Coordinate labeling data:
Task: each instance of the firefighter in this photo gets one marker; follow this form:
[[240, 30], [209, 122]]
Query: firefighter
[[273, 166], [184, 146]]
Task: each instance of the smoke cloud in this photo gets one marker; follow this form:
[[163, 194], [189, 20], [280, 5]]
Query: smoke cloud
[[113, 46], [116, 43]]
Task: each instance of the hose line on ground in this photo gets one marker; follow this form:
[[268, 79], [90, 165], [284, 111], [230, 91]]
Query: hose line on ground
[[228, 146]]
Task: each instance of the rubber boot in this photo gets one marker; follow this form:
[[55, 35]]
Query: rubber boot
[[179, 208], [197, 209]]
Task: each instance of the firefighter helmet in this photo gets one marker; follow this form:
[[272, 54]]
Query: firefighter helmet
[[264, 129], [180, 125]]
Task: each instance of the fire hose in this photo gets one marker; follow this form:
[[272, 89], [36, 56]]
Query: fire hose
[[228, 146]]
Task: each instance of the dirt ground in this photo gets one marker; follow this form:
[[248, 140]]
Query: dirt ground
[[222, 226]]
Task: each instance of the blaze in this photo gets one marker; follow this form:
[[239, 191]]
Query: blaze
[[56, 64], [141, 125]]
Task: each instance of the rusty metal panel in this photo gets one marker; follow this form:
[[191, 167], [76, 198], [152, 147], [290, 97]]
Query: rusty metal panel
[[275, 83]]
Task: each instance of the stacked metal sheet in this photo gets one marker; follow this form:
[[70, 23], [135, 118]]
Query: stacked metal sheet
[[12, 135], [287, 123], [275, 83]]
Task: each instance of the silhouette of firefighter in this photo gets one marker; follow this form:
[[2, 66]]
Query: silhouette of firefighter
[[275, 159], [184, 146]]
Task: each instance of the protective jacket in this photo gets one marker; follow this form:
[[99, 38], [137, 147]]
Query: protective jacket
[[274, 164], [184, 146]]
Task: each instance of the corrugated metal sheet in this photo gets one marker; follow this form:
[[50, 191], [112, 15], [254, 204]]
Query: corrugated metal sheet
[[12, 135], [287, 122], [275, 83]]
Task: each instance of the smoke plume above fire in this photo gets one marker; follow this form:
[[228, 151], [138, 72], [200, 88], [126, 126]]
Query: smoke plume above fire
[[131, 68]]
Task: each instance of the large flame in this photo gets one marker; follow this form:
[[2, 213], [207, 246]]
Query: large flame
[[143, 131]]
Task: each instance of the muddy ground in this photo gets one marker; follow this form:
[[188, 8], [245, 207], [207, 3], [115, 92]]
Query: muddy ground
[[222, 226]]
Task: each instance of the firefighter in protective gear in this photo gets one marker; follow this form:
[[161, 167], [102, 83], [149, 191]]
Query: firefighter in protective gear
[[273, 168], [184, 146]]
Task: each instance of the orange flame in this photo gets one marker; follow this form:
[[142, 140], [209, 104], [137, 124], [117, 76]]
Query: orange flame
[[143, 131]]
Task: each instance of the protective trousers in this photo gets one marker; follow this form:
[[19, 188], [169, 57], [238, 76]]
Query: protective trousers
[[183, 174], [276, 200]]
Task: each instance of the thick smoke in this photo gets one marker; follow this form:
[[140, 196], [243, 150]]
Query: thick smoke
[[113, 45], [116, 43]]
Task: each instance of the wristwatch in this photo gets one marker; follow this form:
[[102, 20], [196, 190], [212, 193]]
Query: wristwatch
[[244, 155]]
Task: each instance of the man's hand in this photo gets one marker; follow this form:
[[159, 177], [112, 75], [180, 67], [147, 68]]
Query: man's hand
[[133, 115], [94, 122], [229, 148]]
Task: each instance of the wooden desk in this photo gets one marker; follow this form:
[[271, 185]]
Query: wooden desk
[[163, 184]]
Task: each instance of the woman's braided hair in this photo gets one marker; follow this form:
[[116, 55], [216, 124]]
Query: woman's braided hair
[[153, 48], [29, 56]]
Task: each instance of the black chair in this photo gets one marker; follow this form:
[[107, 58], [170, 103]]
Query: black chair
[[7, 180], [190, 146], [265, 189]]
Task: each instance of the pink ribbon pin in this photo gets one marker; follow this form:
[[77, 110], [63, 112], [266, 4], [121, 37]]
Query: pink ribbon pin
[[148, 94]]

YOUR INSTRUCTIONS: Please quote every record above exactly as it appears.

COMPLETED TASK:
Task: each instance of the firefighter in this photo gets one marker; follow this form:
[[240, 30], [209, 122]]
Query: firefighter
[[273, 166], [184, 146]]
Task: each instance of the smoke cloud in this photo gets one marker; follow this form:
[[163, 194], [189, 20], [280, 5]]
Query: smoke cloud
[[113, 46], [116, 43]]
Task: each instance of the hose line on ground in this photo gets one marker; follow this form:
[[268, 79], [90, 165], [284, 111], [230, 91]]
Query: hose line on ground
[[228, 146]]
Task: each instance of the rubber boot in this photo gets one marker; follow this form:
[[55, 35]]
Query: rubber boot
[[179, 208], [197, 209]]
Task: each instance of the firefighter helmet in this photo gets one marker; follow this form:
[[272, 54]]
Query: firefighter helmet
[[264, 129], [180, 125]]
Task: each instance of the fire hose in this photo gets one marker; follow this form:
[[272, 89], [36, 56]]
Query: fire hose
[[228, 146]]
Task: each instance of the dirt ground in this photo gets one marker; follow this form:
[[248, 140]]
Query: dirt ground
[[222, 226]]
Task: each instance of the blaze in this photo gets one marker; follow this form:
[[239, 191]]
Query: blaze
[[56, 64], [141, 125]]
Task: each instance of the rusty metal panel in this photo gets one marker; follow this form:
[[191, 167], [76, 198], [152, 147], [290, 97]]
Query: rusty metal panel
[[275, 83]]
Task: each instance of the stacked metal sheet in this photo gets one marker; follow this form:
[[70, 23], [135, 118]]
Query: stacked metal sheet
[[12, 135], [287, 123], [275, 83]]
Task: each instance of the silhouette of firefighter in this photo gets one marker; follow this form:
[[2, 66]]
Query: silhouette of firefighter
[[275, 159], [184, 146]]
Task: each instance of the protective jacket in this photo gets one marker; follow this form:
[[99, 38], [137, 147]]
Query: protective jacket
[[274, 164], [184, 146]]
Task: each instance of the corrugated metal sheet in this photo gets one marker; follow this form:
[[50, 191], [112, 15], [254, 204]]
Query: corrugated metal sheet
[[12, 135], [287, 122], [275, 83]]
Task: each instance of the smoke plume above fire in this photo gets one marker; follow this form:
[[228, 151], [138, 72], [200, 88], [126, 126]]
Query: smoke plume above fire
[[131, 68]]
Task: each instance of the large flame in this photo gets one marker; follow this form:
[[2, 213], [207, 246]]
Query: large flame
[[143, 131]]
Task: each instance of the muddy ground in this photo gets one marker; follow this form:
[[188, 8], [245, 207], [207, 3], [115, 92]]
Query: muddy ground
[[222, 226]]
Task: each instance of the firefighter in protective gear in this photo gets one marker; follow this form:
[[161, 167], [102, 83], [149, 191]]
Query: firefighter in protective gear
[[273, 168], [184, 146]]
Task: each instance of the orange flame in this photo gets one marker; follow this form:
[[142, 140], [209, 104], [137, 124], [117, 76]]
Query: orange flame
[[143, 131]]
Task: each instance of the protective trousers in this photo gets one marker; follow this form:
[[19, 188], [169, 57], [238, 76]]
Query: protective trousers
[[183, 174], [276, 200]]
Task: each instance of the thick smoke in this photo gets one marker; follow this form:
[[140, 196], [243, 150]]
Query: thick smoke
[[113, 45], [116, 43]]
Task: each instance of the wristwatch in this photo gets one marker; follow this form:
[[102, 20], [196, 190], [212, 193]]
Query: wristwatch
[[244, 155]]
Task: each instance of the man's hand in this photo gets one marker; follow this form:
[[159, 177], [112, 75], [180, 67], [147, 68]]
Query: man's hand
[[133, 115], [94, 122], [229, 148]]
Task: each instance of the wooden desk in this photo gets one marker; follow this form:
[[271, 185]]
Query: wooden desk
[[163, 184]]
Task: each instance of the woman's braided hair in this photo gets one marker; follow this form:
[[116, 55], [216, 124]]
Query: woman's braided hair
[[153, 48], [29, 56]]
Task: each instance of the black chair in this photo gets one marker; follow this form:
[[107, 58], [170, 103]]
Query: black chair
[[7, 180], [190, 146], [265, 189]]
Task: each instance of the pink ribbon pin in this photo gets one marker; follow this form:
[[77, 110], [63, 112], [266, 4], [121, 37]]
Query: pink ribbon pin
[[148, 94]]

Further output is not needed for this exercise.